What is needed: Change every "innermost point" in the lines below to "central point", and give all the lines back with nothing else altered.

Given data:
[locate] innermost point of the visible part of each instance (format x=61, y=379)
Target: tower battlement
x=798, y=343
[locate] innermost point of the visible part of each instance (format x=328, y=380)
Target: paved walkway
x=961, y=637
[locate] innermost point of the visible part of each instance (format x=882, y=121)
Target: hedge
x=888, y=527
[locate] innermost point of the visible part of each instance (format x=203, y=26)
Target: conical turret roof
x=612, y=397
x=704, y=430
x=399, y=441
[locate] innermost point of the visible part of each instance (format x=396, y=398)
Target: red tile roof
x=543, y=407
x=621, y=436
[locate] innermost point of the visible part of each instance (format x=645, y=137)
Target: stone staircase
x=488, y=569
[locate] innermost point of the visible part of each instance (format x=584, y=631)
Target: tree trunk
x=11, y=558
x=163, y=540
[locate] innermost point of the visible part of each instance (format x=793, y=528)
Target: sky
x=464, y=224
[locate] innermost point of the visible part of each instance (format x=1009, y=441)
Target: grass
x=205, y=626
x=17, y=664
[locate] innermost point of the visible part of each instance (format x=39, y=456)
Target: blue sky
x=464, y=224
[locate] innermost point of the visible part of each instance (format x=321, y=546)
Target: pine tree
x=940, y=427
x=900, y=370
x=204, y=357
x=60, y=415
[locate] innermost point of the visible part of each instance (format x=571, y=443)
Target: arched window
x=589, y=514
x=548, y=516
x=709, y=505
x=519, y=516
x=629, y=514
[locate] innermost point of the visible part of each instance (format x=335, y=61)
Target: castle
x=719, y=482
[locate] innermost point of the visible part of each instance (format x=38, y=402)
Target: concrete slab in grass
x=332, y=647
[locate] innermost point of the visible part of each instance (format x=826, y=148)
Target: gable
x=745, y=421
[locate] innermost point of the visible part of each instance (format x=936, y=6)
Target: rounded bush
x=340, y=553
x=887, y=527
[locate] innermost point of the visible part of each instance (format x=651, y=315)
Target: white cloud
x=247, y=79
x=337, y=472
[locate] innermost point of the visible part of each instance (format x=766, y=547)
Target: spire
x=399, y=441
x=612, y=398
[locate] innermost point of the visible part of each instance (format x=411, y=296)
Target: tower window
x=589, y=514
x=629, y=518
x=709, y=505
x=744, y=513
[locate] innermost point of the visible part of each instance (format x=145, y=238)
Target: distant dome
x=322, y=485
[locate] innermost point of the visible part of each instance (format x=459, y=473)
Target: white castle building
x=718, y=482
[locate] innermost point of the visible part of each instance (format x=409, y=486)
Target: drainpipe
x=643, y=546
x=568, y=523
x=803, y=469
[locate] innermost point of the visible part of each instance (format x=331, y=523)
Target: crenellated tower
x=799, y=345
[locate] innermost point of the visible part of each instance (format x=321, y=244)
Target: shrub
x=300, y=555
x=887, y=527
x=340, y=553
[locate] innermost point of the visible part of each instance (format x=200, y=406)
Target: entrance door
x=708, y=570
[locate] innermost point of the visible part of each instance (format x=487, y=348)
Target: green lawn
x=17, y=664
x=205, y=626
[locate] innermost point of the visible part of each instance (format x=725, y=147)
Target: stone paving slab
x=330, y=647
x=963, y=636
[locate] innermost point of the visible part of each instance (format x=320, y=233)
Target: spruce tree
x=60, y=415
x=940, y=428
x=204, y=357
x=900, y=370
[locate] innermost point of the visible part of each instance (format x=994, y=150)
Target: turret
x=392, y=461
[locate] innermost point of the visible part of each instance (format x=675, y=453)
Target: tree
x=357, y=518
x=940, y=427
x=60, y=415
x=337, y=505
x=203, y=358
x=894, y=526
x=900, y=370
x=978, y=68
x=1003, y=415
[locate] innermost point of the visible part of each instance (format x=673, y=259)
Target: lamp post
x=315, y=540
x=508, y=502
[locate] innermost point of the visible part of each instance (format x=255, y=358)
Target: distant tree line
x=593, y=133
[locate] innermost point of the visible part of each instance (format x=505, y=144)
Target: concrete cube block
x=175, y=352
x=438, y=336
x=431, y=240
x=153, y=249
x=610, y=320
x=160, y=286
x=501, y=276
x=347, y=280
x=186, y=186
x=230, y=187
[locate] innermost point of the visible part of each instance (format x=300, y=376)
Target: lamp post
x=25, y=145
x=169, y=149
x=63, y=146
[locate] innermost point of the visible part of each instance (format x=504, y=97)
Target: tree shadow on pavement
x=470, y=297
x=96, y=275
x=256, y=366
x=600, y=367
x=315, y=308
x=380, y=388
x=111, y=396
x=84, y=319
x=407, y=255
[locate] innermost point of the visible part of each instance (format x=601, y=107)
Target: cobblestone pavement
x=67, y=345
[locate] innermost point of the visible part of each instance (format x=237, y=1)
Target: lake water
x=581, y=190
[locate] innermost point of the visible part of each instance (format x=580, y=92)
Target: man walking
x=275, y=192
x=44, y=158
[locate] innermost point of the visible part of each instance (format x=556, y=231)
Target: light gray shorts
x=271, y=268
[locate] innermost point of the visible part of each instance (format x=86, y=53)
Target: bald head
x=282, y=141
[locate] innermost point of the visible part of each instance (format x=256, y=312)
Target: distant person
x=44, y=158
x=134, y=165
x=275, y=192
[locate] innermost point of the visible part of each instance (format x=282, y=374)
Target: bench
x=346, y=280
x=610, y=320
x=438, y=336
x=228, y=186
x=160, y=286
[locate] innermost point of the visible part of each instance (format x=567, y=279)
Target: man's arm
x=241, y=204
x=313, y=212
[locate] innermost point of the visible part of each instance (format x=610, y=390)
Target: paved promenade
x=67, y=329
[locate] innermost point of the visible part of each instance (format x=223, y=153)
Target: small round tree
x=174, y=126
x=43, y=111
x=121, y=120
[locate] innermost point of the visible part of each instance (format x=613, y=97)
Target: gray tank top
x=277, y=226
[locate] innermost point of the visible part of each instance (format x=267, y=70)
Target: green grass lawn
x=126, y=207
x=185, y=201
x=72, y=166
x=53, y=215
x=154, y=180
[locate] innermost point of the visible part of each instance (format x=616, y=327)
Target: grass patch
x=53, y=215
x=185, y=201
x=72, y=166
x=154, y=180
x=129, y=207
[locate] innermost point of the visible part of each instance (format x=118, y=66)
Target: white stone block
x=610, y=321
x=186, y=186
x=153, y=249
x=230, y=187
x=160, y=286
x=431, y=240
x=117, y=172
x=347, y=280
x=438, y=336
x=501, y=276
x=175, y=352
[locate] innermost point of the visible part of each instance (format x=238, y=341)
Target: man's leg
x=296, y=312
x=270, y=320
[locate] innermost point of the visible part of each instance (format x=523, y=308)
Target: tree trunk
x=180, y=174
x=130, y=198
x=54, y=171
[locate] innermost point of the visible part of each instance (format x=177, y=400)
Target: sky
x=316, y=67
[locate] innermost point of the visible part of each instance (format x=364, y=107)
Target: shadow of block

Written answer:
[locate] central point of the visible part of each instance (format x=61, y=379)
Target: tower battlement
x=798, y=343
[locate] central point of the visible part of each instance (format x=328, y=380)
Target: paved walkway
x=961, y=637
[locate] central point of the visible part of each instance (format x=882, y=121)
Target: hedge
x=888, y=527
[locate] central point of the visible part of each instance (format x=203, y=26)
Target: conical turret roof
x=612, y=397
x=704, y=430
x=399, y=441
[locate] central point of the visible part of each instance (format x=396, y=398)
Target: red tile roof
x=543, y=407
x=621, y=436
[locate] central point of the visible part of each instance (format x=645, y=137)
Target: stone staircase
x=488, y=569
[locate] central point of the visible part of each instance (format x=584, y=631)
Target: tree trunk
x=11, y=558
x=163, y=540
[locate] central point of the visible part of each instance (format x=793, y=528)
Target: sky
x=464, y=224
[locate] central point of the visible part of each instance (format x=1009, y=441)
Target: grass
x=205, y=626
x=17, y=664
[locate] central point of the visible part of each instance (format x=39, y=456)
Target: blue sky
x=464, y=224
[locate] central point of the visible part of each instance (format x=321, y=546)
Target: pine tree
x=940, y=427
x=900, y=370
x=204, y=357
x=60, y=415
[locate] central point of the visible part of each instance (format x=571, y=443)
Target: arched window
x=589, y=514
x=548, y=516
x=709, y=505
x=519, y=516
x=629, y=514
[locate] central point of the visible part of each instance (format x=335, y=61)
Target: castle
x=719, y=482
[locate] central point of the visible part of each instance (format x=38, y=402)
Target: concrete slab in grass
x=332, y=647
[locate] central point of the visible part of each instance (format x=826, y=148)
Target: gable
x=745, y=421
[locate] central point of the visible part of each instance (format x=936, y=6)
Target: rounded bush
x=340, y=553
x=887, y=527
[locate] central point of the visible part of each instance (format x=651, y=315)
Target: white cloud
x=247, y=79
x=337, y=472
[locate] central point of the visible part of each instance (format x=766, y=547)
Target: spire
x=399, y=441
x=612, y=398
[locate] central point of the visible part of each instance (format x=411, y=296)
Target: tower window
x=589, y=514
x=629, y=518
x=709, y=505
x=744, y=513
[locate] central point of the visible part of each instance (format x=145, y=238)
Target: distant dome
x=322, y=485
[locate] central point of the visible part of each instance (format x=459, y=473)
Target: white castle building
x=718, y=482
[locate] central point of the visible part of each instance (format x=409, y=486)
Target: drainpipe
x=643, y=546
x=568, y=523
x=803, y=469
[locate] central point of the visible part of each instance (format x=331, y=523)
Target: crenellated tower
x=799, y=345
[locate] central point of the visible part of each instance (format x=321, y=244)
Target: shrub
x=300, y=555
x=887, y=527
x=340, y=553
[locate] central point of the visible part of each instance (format x=200, y=406)
Target: entrance door
x=708, y=570
[locate] central point of the visible part of each instance (format x=487, y=348)
Target: green lawn
x=17, y=664
x=205, y=626
[locate] central point of the visible part of each instance (format x=725, y=147)
Target: stone paving slab
x=330, y=647
x=963, y=636
[locate] central point of the visible part of each instance (format x=320, y=233)
Target: spruce tree
x=60, y=415
x=940, y=428
x=204, y=357
x=900, y=370
[locate] central point of the visible part of each instance (format x=994, y=150)
Target: turret
x=392, y=461
[locate] central point of the visible part of each instance (format x=675, y=453)
Target: tree
x=357, y=518
x=940, y=427
x=60, y=415
x=337, y=505
x=203, y=358
x=894, y=526
x=900, y=370
x=978, y=68
x=1003, y=415
[locate] central point of the visible part of each instance (format x=673, y=259)
Target: lamp post
x=315, y=540
x=508, y=502
[locate] central point of the visible part of each instance (format x=255, y=358)
Target: distant tree line
x=593, y=133
[locate] central point of the visible part of each instance (format x=505, y=144)
Target: concrete cube block
x=175, y=352
x=438, y=336
x=431, y=240
x=153, y=249
x=610, y=320
x=160, y=286
x=501, y=276
x=347, y=280
x=186, y=186
x=230, y=187
[locate] central point of the visible part of each instance (format x=300, y=376)
Target: lamp post
x=25, y=145
x=169, y=149
x=63, y=146
[locate] central point of the visible part of each instance (format x=504, y=97)
Target: tree shadow on pavement
x=470, y=297
x=96, y=275
x=256, y=366
x=600, y=367
x=315, y=308
x=380, y=388
x=111, y=396
x=84, y=319
x=407, y=255
[locate] central point of the visible part of each instance (format x=601, y=107)
Target: cobblestone pavement
x=67, y=345
[locate] central point of the visible part of each instance (format x=237, y=1)
Target: lake water
x=581, y=190
[locate] central point of the visible part of each instance (format x=580, y=92)
Target: man walking
x=275, y=192
x=44, y=158
[locate] central point of the visible part of each instance (format x=556, y=231)
Target: light gray shorts
x=271, y=268
[locate] central point of the visible part of each instance (format x=86, y=53)
Target: bald head
x=282, y=141
[locate] central point of the visible part of each instance (format x=256, y=312)
Target: distant person
x=44, y=158
x=134, y=165
x=275, y=192
[locate] central point of the visible part of each instance (format x=282, y=374)
Target: bench
x=346, y=280
x=610, y=320
x=438, y=336
x=228, y=186
x=160, y=286
[locate] central point of the visible part of each instance (format x=567, y=279)
Target: man's arm
x=241, y=204
x=313, y=212
[locate] central point of the visible part of each instance (format x=610, y=390)
Target: paved promenade
x=67, y=329
[locate] central point of the visible part of each instance (format x=223, y=153)
Target: small round tree
x=174, y=126
x=43, y=111
x=121, y=120
[locate] central point of the visible part of each instance (format x=613, y=97)
Target: gray tank top
x=277, y=226
[locate] central point of the visible part of each instance (format x=267, y=70)
Target: green grass lawn
x=126, y=207
x=185, y=201
x=72, y=166
x=53, y=215
x=154, y=180
[locate] central point of the visible part of each instance (format x=616, y=327)
Target: grass patch
x=53, y=215
x=185, y=201
x=72, y=166
x=154, y=180
x=129, y=207
[locate] central point of the visible part of each instance (format x=118, y=66)
Target: white stone block
x=610, y=321
x=186, y=186
x=153, y=249
x=230, y=187
x=160, y=286
x=431, y=240
x=117, y=172
x=347, y=280
x=438, y=336
x=501, y=276
x=175, y=352
[locate] central point of the visible part of each instance (format x=238, y=341)
Target: man's leg
x=296, y=312
x=270, y=320
[locate] central point of the visible part of each instance (format x=523, y=308)
Target: tree trunk
x=180, y=174
x=130, y=198
x=54, y=171
[locate] central point of the visible part of each instance (format x=177, y=400)
Target: sky
x=316, y=67
[locate] central point of the visible part of each instance (format x=364, y=107)
Target: shadow of block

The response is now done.